The main pipelines for the transportation of hydrocarbons, typically made of carbon steels, are long-term operated objects subjected to the action of corrosive environments. Therefore, their technical state should be periodically assessed. First, the state of the insulating coating is usually taken into account as well as the presence of operational macrodefects caused by mechanical and corrosive or corrosive-mechanical factors (cracks, corrosion pits, pipe wall thinning, etc.) [1,2]. However, for pipelines whose planned lifetime is already expired or close to expiring, it is necessary to evaluate thoroughly the possible degradation of the pipe metal, i.e., a loss of its initial physical and mechanical properties responsible for ensuring its operability. Among the mechanical properties are mainly the characteristics of strength and plasticity, brittle fracture resistance, and fatigue strength, including fracture toughness and fatigue crack growth resistance [1,2,3,4,5,6,7,8,9]. From the perspective of the effect of corrosive environments, it is worth determining the change in corrosion resistance and sensitivity of steels to stress corrosion cracking (SCC) and corrosion fatigue [1,4,10,11,12]. These are the main indicators of the metal state used most often to determine the operational loss of the pipeline serviceability and the increase in risk of unforeseen fractures of pipes in general.
Operational changes in the character and levels of the characteristics of mechanical fields in the areas of local stress and strain concentrations should also be considered. For an estimated conservative assessment of the strength of elements, it is sufficient to know the basic characteristics of the material yield strength, ultimate strength, and fracture toughness [13,14]. However, for a precise assessment, it is necessary to define the constitutive relationship of the material and perform various experimental testing and numerical calculations [15].

- GIVEN DATA -
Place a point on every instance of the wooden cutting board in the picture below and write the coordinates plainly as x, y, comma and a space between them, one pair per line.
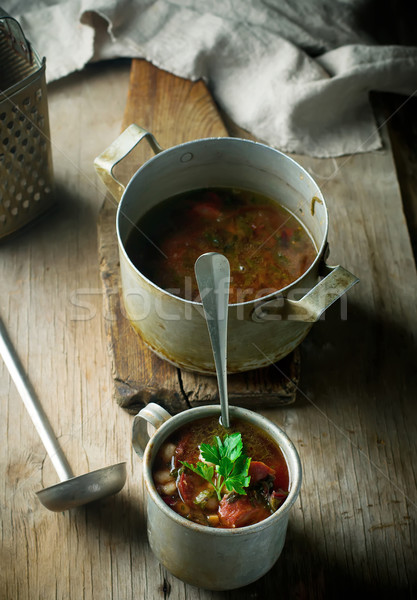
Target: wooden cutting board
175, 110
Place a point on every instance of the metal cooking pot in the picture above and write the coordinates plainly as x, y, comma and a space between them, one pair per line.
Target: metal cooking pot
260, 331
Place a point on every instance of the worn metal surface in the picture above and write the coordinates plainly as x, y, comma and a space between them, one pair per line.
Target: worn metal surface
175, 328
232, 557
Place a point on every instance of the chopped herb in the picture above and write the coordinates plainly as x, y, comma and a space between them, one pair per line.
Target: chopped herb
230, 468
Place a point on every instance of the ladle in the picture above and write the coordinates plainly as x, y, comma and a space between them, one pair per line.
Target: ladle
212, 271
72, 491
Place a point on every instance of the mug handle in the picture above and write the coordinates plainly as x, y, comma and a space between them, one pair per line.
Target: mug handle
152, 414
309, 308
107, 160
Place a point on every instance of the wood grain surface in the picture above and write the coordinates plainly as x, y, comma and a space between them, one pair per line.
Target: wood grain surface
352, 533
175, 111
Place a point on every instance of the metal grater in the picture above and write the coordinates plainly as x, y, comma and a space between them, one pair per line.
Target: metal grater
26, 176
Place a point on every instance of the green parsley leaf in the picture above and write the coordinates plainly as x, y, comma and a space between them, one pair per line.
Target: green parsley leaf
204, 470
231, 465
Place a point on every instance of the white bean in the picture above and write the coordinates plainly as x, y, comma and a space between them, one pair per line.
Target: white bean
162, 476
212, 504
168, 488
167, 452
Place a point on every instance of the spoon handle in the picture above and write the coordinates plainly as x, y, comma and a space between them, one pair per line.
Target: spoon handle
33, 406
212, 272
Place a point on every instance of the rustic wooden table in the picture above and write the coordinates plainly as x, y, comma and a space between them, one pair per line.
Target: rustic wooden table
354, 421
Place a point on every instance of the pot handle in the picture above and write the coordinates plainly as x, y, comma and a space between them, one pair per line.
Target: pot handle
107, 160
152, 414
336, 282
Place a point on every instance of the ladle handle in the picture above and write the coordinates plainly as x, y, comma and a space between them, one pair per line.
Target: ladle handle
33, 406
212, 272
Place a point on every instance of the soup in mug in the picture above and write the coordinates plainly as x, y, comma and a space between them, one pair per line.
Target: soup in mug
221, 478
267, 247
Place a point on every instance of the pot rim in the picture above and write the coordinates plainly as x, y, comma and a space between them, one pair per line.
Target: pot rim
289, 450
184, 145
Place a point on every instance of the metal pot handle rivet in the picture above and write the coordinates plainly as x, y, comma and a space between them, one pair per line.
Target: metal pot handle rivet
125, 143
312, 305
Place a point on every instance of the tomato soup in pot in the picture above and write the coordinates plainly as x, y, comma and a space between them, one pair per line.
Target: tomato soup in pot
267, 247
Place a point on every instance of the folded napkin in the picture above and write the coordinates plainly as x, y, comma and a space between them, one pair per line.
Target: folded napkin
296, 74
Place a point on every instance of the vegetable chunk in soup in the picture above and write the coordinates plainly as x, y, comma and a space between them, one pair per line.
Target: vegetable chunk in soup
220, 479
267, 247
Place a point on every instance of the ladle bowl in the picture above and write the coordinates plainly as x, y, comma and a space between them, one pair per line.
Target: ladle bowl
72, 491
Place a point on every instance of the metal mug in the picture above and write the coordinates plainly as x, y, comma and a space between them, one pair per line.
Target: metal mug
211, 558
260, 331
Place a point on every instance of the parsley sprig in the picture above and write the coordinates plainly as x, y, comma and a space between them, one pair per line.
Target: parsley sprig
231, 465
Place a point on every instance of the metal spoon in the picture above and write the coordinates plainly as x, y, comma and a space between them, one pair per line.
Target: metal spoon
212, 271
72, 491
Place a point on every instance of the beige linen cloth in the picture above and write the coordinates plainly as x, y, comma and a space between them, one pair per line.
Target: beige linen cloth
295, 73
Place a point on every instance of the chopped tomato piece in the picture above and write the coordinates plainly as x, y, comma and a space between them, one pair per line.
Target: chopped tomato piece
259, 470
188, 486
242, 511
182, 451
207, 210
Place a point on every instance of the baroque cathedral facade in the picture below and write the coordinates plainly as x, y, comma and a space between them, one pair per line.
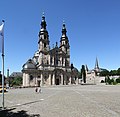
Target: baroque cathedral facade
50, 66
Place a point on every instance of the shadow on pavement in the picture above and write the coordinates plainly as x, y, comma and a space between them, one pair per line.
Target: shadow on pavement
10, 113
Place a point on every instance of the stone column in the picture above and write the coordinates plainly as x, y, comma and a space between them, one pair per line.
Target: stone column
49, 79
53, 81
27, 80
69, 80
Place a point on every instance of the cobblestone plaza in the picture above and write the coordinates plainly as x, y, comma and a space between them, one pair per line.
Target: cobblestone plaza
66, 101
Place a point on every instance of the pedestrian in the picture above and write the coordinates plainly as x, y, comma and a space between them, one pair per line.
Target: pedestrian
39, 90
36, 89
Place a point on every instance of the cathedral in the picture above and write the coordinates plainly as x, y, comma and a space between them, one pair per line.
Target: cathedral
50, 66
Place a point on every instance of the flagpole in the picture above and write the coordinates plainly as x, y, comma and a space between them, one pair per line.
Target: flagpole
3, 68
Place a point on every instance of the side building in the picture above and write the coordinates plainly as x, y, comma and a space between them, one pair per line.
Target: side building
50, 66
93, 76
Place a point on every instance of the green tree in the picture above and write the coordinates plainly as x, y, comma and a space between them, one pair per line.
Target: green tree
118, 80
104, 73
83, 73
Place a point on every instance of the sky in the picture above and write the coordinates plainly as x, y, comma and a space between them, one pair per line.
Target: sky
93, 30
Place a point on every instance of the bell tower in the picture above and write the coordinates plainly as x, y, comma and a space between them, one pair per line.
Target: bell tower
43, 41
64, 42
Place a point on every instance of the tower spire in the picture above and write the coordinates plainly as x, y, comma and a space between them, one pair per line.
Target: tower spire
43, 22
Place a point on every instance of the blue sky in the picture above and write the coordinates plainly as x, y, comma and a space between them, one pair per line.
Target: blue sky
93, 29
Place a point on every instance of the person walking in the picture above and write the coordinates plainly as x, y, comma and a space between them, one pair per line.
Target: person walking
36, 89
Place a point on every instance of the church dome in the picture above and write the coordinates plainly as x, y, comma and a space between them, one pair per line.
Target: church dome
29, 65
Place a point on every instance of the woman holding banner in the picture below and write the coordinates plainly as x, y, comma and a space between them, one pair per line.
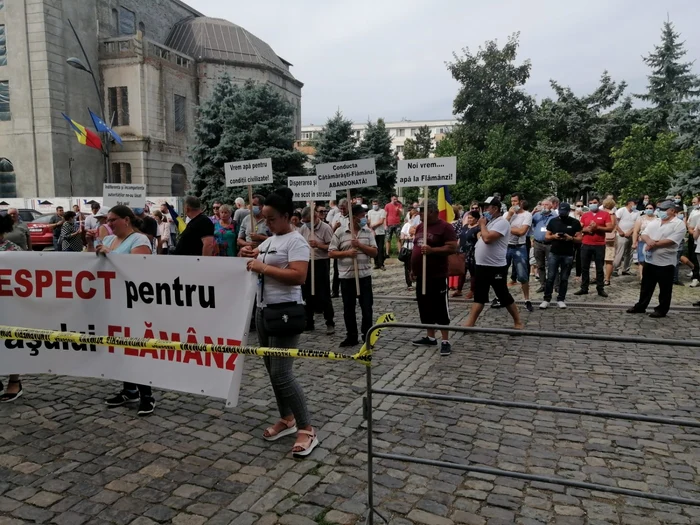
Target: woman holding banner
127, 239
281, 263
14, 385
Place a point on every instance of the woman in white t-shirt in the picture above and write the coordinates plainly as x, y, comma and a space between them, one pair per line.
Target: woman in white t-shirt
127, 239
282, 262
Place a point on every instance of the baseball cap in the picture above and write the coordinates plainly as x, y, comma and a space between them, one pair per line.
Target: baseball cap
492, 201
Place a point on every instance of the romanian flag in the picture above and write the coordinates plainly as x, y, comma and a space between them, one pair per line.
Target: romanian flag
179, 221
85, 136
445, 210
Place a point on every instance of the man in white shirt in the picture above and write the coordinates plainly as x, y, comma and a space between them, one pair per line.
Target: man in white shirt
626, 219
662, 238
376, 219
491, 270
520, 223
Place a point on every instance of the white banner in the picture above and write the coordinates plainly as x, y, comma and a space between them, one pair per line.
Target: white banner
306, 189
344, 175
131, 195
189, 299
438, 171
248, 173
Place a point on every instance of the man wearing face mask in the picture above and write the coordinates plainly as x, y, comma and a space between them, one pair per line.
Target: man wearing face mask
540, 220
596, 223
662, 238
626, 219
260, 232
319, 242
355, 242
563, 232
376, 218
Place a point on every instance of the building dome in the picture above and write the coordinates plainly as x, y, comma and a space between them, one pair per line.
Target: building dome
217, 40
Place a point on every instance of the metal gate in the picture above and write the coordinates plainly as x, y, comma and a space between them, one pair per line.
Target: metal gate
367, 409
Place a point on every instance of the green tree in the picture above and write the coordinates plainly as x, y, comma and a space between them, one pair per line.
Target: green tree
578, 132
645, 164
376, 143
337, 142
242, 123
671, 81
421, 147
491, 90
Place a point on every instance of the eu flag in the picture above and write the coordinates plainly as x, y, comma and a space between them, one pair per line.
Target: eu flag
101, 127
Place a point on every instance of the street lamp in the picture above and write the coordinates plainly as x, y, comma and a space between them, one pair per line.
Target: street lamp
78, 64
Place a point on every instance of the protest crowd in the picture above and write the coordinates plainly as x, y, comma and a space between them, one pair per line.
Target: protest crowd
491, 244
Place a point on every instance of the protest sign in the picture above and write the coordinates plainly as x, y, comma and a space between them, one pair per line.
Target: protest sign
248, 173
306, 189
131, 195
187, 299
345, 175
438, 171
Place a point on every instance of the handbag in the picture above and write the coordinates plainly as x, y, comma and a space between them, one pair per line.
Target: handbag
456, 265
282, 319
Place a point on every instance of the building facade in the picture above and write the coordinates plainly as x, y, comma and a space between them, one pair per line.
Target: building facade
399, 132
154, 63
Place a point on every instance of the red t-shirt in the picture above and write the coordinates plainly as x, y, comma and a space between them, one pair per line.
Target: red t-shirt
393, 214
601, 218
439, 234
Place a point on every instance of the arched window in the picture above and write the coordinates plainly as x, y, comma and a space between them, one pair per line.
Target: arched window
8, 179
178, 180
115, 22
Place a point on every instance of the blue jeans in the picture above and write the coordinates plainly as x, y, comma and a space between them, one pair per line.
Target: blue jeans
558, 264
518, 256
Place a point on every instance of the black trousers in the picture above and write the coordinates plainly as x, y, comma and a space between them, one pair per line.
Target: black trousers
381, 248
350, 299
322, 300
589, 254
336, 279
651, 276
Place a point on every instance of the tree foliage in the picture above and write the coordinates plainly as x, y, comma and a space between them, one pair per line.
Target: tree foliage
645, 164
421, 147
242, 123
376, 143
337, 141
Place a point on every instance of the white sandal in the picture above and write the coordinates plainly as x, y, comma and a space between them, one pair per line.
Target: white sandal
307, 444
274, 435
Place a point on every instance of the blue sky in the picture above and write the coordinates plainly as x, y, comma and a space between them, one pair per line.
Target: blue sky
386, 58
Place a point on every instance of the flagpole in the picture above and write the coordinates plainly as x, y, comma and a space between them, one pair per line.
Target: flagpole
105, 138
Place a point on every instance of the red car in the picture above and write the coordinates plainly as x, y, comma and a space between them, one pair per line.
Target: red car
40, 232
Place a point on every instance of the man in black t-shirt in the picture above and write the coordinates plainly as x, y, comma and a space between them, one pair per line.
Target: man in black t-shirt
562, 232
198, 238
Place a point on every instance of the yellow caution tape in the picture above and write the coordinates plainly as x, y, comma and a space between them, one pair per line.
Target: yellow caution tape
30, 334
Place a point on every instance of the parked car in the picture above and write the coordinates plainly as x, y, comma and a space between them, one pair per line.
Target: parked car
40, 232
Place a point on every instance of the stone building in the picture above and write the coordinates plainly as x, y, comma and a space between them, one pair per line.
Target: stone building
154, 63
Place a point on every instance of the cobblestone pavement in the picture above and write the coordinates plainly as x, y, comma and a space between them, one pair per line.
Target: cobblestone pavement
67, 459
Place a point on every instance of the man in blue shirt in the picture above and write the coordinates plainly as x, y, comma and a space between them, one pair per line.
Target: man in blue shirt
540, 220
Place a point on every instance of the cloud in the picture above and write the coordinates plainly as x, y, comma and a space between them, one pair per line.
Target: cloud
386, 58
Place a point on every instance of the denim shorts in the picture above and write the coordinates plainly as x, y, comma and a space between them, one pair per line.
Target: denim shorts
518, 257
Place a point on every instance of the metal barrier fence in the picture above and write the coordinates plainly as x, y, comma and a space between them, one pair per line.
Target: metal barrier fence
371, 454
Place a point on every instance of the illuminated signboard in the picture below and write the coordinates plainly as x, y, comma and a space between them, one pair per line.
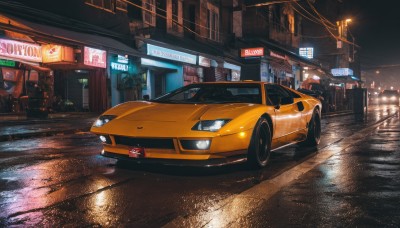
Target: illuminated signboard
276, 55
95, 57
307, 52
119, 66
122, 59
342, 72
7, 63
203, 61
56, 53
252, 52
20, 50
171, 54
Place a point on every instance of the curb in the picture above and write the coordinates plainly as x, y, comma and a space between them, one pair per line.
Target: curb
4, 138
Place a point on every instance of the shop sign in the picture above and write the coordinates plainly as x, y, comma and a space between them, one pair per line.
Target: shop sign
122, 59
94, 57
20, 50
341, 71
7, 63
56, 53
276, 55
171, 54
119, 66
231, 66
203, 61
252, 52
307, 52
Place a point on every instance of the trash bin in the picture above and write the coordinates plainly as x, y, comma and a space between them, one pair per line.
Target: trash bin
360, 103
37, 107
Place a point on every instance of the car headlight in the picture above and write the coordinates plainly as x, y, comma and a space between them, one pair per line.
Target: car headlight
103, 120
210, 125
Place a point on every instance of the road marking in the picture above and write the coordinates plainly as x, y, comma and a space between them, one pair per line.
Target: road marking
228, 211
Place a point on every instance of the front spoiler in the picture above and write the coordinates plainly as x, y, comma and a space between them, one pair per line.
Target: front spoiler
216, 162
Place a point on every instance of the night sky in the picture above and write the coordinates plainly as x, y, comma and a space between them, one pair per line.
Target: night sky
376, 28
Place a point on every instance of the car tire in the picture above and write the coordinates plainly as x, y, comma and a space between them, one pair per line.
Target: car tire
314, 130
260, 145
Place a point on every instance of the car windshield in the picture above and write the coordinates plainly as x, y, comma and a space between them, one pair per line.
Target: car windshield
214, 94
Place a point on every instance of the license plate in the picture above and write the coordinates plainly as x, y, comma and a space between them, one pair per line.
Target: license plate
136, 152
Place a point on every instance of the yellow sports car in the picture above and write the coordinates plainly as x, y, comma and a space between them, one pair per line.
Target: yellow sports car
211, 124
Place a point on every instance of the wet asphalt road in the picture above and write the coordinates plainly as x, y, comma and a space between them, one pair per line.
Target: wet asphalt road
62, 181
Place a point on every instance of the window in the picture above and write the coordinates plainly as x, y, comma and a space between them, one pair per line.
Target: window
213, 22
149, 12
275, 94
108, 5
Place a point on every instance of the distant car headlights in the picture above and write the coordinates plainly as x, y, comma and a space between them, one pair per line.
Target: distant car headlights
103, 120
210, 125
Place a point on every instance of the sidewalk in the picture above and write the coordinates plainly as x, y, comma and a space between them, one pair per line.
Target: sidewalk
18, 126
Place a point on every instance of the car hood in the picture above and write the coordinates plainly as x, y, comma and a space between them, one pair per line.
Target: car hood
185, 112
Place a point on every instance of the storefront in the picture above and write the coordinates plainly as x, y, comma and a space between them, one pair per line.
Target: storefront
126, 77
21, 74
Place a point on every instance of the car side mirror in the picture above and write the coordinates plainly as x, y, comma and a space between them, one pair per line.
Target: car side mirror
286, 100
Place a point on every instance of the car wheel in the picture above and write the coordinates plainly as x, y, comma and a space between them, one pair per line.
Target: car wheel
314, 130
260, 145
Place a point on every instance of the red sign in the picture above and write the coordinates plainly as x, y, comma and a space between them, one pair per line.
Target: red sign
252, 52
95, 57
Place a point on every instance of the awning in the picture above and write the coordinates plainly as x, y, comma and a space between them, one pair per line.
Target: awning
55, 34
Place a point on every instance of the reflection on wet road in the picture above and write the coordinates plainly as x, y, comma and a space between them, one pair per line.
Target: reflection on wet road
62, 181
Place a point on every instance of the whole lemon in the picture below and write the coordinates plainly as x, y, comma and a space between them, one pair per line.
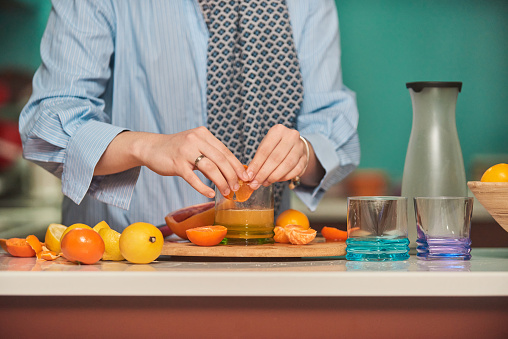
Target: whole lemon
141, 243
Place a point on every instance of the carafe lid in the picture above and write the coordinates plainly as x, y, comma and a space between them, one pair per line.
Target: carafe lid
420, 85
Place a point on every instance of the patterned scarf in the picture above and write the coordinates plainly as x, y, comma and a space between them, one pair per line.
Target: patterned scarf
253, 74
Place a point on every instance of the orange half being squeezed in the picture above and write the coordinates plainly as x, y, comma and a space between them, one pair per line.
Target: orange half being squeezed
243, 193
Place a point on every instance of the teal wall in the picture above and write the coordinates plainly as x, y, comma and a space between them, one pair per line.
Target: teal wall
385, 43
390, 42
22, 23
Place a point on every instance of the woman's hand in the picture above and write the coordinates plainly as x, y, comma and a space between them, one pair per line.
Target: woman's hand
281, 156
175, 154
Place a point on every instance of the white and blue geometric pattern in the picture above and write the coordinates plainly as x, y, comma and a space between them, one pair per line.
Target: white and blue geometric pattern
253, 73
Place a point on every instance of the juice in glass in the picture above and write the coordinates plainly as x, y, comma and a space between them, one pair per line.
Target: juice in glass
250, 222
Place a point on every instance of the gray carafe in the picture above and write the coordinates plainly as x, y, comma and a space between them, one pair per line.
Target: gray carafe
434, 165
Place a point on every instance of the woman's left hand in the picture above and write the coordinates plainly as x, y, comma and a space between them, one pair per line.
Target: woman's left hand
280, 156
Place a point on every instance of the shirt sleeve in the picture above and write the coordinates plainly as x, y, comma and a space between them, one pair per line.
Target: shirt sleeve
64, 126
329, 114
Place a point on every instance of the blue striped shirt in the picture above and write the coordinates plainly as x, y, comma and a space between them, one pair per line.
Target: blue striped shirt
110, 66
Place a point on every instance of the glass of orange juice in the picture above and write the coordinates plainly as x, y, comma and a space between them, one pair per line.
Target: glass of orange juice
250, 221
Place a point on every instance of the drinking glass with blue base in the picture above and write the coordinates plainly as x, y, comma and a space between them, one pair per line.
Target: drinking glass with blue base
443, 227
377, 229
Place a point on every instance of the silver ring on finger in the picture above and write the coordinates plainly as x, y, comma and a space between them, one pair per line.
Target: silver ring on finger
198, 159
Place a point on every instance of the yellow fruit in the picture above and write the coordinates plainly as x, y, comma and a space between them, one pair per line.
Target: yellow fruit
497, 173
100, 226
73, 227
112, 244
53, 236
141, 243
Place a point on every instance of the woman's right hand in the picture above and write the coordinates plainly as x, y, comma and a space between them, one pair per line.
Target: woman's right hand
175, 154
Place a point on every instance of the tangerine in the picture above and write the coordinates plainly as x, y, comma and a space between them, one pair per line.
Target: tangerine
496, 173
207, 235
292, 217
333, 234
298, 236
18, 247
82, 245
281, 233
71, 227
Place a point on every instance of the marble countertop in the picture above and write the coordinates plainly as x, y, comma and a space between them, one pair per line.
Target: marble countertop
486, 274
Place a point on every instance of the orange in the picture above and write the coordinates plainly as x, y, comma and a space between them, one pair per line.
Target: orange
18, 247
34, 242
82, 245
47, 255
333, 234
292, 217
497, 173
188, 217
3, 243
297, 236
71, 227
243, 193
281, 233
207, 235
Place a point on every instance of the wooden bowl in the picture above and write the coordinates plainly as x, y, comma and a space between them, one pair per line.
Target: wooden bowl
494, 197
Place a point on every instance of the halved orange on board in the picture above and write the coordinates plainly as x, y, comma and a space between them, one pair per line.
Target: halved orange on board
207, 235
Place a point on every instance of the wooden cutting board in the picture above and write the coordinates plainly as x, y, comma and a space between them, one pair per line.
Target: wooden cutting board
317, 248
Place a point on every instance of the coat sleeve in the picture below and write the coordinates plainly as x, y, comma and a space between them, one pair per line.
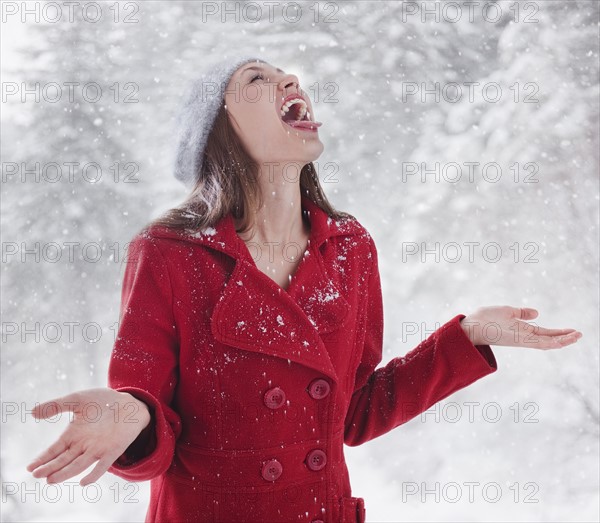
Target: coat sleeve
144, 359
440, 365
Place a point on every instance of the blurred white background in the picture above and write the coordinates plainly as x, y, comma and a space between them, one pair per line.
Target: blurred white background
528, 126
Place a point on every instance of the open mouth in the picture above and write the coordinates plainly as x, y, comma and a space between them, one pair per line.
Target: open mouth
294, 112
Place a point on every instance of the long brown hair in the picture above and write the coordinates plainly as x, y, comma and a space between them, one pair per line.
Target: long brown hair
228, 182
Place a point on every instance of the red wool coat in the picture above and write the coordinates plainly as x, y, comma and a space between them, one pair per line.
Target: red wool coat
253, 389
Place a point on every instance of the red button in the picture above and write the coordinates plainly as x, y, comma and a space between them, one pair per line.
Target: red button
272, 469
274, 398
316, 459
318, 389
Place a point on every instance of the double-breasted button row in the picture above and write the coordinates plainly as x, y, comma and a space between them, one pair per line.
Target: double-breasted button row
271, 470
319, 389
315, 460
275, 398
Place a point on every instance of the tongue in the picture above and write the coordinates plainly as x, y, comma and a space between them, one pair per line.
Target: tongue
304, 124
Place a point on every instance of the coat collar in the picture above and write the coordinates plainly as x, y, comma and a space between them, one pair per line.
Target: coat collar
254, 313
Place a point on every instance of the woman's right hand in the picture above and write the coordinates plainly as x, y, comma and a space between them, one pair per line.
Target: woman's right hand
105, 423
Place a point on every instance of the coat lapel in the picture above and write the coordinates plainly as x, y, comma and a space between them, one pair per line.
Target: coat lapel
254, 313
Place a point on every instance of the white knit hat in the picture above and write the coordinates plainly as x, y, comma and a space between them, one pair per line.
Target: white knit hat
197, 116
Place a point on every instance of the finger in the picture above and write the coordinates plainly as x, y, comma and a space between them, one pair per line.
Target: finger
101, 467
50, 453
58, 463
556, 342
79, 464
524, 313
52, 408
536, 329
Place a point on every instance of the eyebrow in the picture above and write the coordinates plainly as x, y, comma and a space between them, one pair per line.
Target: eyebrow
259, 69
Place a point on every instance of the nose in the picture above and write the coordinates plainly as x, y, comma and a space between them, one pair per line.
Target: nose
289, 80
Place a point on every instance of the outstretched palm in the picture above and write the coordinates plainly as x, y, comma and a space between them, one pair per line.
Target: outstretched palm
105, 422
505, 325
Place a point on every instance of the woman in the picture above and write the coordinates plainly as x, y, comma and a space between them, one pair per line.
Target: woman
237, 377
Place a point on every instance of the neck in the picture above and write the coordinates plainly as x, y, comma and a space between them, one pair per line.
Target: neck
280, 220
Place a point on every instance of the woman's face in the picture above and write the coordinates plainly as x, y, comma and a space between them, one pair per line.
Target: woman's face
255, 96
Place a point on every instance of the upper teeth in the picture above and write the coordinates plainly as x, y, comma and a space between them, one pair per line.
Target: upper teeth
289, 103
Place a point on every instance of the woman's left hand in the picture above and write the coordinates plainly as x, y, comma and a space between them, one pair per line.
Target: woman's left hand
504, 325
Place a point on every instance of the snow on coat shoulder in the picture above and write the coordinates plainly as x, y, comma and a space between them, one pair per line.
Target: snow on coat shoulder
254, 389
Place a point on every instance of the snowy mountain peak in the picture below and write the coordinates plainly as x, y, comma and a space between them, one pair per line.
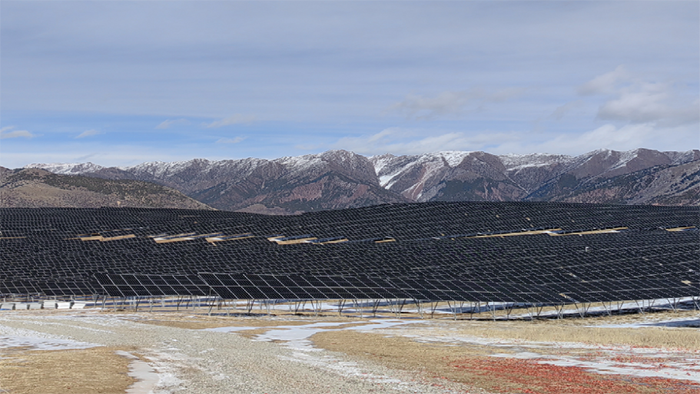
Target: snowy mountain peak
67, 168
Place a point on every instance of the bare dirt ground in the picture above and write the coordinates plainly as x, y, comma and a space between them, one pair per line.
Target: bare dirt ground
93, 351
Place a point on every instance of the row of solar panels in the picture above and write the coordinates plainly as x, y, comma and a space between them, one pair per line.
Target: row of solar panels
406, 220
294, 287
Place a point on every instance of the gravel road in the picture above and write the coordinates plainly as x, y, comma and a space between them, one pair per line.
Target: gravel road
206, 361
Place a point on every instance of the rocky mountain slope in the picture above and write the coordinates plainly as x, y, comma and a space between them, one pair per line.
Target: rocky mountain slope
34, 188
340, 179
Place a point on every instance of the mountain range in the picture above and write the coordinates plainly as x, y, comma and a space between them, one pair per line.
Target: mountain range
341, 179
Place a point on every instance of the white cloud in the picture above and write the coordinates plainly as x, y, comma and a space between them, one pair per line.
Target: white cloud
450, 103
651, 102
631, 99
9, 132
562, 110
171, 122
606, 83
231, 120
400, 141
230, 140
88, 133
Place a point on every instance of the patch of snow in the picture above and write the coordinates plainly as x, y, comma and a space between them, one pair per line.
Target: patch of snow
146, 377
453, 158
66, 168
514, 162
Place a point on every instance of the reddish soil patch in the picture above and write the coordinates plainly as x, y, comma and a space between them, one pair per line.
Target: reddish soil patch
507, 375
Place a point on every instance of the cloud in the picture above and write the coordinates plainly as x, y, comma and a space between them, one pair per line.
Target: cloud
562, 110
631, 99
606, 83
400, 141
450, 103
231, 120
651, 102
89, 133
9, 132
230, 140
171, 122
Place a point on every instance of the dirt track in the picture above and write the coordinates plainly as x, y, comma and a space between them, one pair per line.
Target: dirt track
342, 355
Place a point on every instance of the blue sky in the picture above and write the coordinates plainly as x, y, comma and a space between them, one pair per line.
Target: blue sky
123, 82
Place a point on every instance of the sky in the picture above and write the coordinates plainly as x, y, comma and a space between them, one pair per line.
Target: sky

- SET PROBLEM A -
In the pipeline passage, what material are the main pipelines for transporting hydrocarbons typically made of?
- SET PROBLEM B -
Please list every basic material characteristic that the pipeline passage says is sufficient for a conservative strength assessment of elements.
- SET PROBLEM C -
Extend the pipeline passage beyond its final sentence.
The entries are separate material from the pipeline passage.

- TASK RESULT A -
Carbon steels.

- TASK RESULT B -
Yield strength, ultimate strength, and fracture toughness.

- TASK RESULT C -
Considering the effect of corrosive environments on the reduction of serviceability of operated steels, it should be taken into account that degraded metal in general is more susceptible to such influences than as-received metal. This means that resistance to corrosion, SCC, and corrosion fatigue of degraded material is significantly lower than in the as-received state [11,12,16]. However, the other aspect of the problem is concerned with the influence of corrosive environments on the degradation of steel properties in the bulk of the material. Such an influence is possible in the case of the hydrogenating capability of working environments; the operational degradation of steels is then a result of the mutual effect of mechanical stresses and the hydrogen absorbed by metal. In general, a pipe wall could be hydrogenated from both external (due to breakdown of insulating coating) and internal surfaces. In the latter case, the reason is derived from the hydrogenating capability of transported hydrocarbons, particularly due to the presence of water and harmful admixtures. Thus, in this case, the essential part of the pipe wall could be hydrogenated as a result of electrochemical interaction of water condensed at the pipe internal surface with metal [16].
Analysing the operational degradation of pipe steels, special attention has been paid to the evolution of dissipated damages in the bulk of the material on nano- and microscales. This damaging significantly affects the properties of steels; primarily, it leads to a reduction of resistance to brittle fracture, worsening of corrosion, and hydrogen-assisted cracking characteristics [1,4,16]. The peculiarities of operational degradation are clearly revealed in this case: steel strength typically remains in the range corresponding to a given strength grade of pipeline steels. However, due to their low resistance to brittle fracture and enhanced susceptibility to corrosive-hydrogenating environments, they would be attributed to another, higher strength category.
A particular aspect of operational degradation of pipe steels is concerned with the metallographic research on steel structure changes. In contrast to high-temperature degradation [17], when microstructure changes are caused by high diffusion rates, as in the case of pipelines operated under ambient conditions, this factor is not so evident. However, the manifestation of the diffusion factor can be assumed at the nanostructure level. Indeed, a very low diffusivity of elements can be compensated by a tiny diffusion distance sufficient for the manifestation of the embrittlement effect of the local nanovolume of the metal (for instance, in the vicinity of grain boundaries [18]). This fact leads to a consideration of the degradation process on a nanoscale. If it is due to the initiation of dissipated damages in pipe steels, then its evolution should be traced starting from a nanoscale, not from a microscale.
One of the effective tools for the evaluation of degradation mechanisms in long-term operated steels is microfractographic research [19,20]. An in-service decrease of resistance to brittle fracture implies a corresponding change in fracture micromechanisms towards more brittle ones. Microfractography allows for identifying operational in-bulk damaging in pipe steels on micro- and nanoscales.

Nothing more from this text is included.